**Work instruction**.
Copy every line in the records below that contains the word "positive".

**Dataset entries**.
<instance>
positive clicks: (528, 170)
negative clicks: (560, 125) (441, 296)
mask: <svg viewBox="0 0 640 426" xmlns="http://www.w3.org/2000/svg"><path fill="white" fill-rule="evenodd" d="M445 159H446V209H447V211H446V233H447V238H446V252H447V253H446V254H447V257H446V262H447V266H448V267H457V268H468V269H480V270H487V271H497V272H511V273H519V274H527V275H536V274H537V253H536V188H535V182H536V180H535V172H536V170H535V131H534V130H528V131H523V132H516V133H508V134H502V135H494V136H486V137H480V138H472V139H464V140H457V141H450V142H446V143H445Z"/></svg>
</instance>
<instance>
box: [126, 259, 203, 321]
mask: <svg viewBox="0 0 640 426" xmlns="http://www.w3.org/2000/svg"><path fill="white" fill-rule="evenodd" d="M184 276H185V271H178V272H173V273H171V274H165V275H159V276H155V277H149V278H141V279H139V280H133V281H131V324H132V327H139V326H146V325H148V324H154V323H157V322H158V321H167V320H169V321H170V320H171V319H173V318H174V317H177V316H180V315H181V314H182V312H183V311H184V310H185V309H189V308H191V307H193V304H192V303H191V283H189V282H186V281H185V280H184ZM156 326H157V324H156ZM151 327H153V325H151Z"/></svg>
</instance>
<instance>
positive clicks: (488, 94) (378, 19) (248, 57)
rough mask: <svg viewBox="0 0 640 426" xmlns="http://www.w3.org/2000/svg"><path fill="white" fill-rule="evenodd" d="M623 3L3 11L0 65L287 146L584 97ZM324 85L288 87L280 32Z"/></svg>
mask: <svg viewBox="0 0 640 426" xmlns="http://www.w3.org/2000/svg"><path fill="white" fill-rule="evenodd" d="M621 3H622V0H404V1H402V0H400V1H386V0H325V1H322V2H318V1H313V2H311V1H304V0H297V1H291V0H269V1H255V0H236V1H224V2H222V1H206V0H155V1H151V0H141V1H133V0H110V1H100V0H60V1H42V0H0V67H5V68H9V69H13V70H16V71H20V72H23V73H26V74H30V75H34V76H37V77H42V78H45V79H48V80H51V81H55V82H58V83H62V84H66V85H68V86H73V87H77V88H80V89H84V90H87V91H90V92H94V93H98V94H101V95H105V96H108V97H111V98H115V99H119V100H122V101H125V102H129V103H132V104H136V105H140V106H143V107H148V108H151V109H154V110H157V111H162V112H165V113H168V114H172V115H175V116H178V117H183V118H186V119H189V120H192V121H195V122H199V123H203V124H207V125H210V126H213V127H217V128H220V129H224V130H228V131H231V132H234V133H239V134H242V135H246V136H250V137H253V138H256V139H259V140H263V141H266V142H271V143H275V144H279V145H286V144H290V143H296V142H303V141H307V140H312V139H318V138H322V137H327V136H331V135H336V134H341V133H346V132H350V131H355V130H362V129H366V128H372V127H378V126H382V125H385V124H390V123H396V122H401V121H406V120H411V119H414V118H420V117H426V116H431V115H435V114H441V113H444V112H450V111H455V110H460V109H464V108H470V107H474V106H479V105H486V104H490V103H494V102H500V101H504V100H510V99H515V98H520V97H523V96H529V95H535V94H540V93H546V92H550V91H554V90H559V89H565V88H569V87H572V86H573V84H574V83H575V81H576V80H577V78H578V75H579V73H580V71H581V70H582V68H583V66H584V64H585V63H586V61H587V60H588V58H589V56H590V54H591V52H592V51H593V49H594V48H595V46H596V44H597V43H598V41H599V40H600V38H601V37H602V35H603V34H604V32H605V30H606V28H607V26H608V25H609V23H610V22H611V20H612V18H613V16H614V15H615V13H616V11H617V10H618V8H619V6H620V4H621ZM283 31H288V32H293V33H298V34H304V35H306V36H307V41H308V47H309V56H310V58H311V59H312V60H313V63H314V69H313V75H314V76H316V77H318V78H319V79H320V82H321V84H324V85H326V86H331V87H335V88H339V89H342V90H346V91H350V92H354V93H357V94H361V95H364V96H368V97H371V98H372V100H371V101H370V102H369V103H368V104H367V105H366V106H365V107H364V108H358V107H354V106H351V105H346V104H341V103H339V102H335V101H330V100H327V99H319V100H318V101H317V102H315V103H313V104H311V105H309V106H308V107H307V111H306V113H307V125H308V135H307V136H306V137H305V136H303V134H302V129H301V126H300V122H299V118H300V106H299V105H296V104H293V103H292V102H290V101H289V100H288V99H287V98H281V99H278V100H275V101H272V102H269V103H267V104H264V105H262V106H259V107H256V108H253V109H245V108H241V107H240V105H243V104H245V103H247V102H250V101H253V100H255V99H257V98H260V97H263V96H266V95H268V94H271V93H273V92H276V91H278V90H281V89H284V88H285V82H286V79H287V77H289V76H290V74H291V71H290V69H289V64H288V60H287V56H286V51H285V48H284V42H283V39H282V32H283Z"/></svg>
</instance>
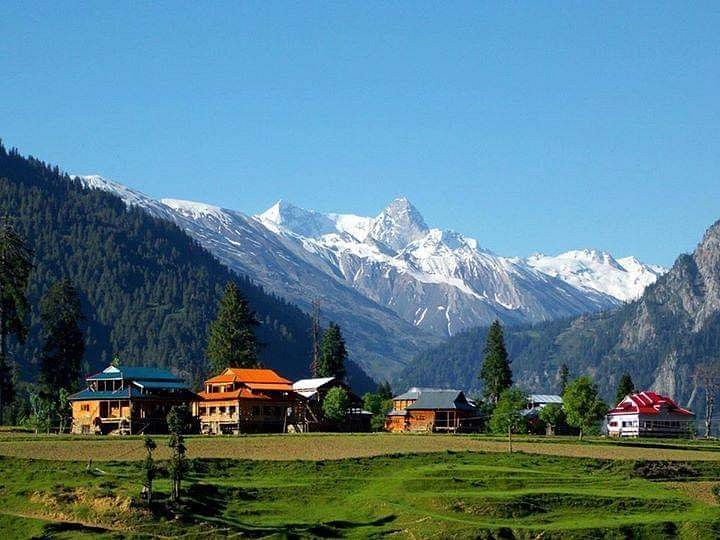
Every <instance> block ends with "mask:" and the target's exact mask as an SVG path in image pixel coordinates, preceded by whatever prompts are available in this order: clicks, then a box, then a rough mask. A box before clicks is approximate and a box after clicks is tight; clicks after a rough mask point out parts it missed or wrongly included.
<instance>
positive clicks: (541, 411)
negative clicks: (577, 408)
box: [538, 403, 565, 435]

**Response for this exercise**.
positive clicks: (528, 170)
positive clicks: (488, 94) (378, 19) (248, 57)
positive clicks: (541, 411)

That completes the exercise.